───── Given data

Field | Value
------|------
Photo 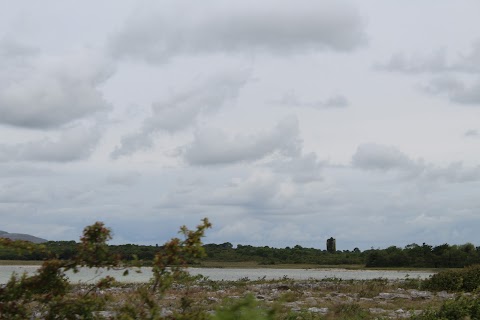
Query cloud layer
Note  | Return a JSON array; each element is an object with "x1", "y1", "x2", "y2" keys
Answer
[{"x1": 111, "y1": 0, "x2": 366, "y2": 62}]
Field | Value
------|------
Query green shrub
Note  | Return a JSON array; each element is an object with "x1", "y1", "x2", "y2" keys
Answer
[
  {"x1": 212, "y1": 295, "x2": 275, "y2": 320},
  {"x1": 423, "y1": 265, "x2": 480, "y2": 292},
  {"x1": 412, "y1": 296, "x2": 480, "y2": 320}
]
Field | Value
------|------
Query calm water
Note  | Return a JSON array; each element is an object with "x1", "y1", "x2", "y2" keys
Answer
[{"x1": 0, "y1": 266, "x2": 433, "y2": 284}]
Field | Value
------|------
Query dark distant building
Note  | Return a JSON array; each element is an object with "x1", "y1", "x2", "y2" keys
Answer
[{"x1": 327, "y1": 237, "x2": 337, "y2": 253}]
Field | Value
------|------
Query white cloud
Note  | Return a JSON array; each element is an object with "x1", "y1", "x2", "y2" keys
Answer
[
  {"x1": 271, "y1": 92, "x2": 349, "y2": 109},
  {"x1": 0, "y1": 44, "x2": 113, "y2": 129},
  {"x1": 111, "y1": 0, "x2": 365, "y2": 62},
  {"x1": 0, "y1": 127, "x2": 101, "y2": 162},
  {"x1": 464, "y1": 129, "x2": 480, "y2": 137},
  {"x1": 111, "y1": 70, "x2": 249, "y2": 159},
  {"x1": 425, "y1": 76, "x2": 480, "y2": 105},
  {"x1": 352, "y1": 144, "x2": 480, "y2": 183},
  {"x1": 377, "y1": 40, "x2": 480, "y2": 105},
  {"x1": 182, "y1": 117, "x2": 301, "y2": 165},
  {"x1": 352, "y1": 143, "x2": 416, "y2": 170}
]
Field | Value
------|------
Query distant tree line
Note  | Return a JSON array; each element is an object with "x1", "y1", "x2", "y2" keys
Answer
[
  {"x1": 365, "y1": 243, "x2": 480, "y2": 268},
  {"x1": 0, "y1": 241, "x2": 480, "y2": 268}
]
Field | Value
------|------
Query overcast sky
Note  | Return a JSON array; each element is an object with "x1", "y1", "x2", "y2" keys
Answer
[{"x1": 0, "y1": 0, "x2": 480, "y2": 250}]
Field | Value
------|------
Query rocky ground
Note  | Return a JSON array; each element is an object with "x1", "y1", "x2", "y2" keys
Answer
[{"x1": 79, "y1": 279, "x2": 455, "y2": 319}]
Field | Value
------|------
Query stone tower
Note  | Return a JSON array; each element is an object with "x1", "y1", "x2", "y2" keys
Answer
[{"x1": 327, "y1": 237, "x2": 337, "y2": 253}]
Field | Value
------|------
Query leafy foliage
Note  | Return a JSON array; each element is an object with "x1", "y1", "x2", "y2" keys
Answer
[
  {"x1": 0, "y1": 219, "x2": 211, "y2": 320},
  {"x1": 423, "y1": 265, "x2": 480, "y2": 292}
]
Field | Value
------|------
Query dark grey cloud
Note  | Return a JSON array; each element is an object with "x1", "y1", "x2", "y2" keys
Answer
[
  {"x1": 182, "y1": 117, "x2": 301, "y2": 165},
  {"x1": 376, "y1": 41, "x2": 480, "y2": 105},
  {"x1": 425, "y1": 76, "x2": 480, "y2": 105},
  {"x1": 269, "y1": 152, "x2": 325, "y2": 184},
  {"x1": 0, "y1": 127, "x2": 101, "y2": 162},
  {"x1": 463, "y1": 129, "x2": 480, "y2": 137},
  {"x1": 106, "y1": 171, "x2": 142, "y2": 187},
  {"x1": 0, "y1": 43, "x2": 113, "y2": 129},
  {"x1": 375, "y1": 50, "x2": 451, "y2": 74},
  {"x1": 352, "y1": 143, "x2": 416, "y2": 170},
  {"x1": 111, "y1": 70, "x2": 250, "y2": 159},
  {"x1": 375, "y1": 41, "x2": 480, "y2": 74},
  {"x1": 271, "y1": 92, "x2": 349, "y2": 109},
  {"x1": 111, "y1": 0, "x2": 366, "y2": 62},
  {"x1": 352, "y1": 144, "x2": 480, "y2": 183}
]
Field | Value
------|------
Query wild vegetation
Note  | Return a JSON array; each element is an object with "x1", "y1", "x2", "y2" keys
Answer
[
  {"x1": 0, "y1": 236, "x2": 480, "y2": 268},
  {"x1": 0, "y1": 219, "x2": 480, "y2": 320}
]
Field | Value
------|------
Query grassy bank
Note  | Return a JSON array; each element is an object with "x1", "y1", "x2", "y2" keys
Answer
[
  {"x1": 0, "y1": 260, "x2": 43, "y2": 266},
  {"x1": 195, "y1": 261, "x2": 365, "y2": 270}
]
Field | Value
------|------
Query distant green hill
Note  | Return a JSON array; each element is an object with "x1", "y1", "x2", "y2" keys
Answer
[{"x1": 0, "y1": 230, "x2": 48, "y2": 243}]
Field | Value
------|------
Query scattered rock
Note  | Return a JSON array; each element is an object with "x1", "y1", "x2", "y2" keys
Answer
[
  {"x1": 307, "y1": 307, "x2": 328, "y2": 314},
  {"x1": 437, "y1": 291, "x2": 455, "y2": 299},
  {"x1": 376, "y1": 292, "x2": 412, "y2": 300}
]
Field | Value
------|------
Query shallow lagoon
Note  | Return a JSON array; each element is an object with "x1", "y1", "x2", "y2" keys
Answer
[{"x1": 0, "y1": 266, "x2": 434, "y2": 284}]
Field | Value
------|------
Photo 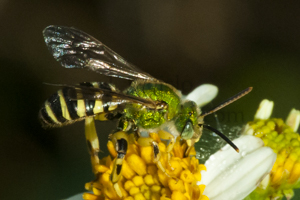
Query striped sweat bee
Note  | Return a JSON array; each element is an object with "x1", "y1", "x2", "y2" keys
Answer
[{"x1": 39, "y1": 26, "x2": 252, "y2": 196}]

──────────

** Exercise prompt **
Please select and copy every line in the rows above that contains the word "green".

** Answer below **
Query green shrub
Query distant green hill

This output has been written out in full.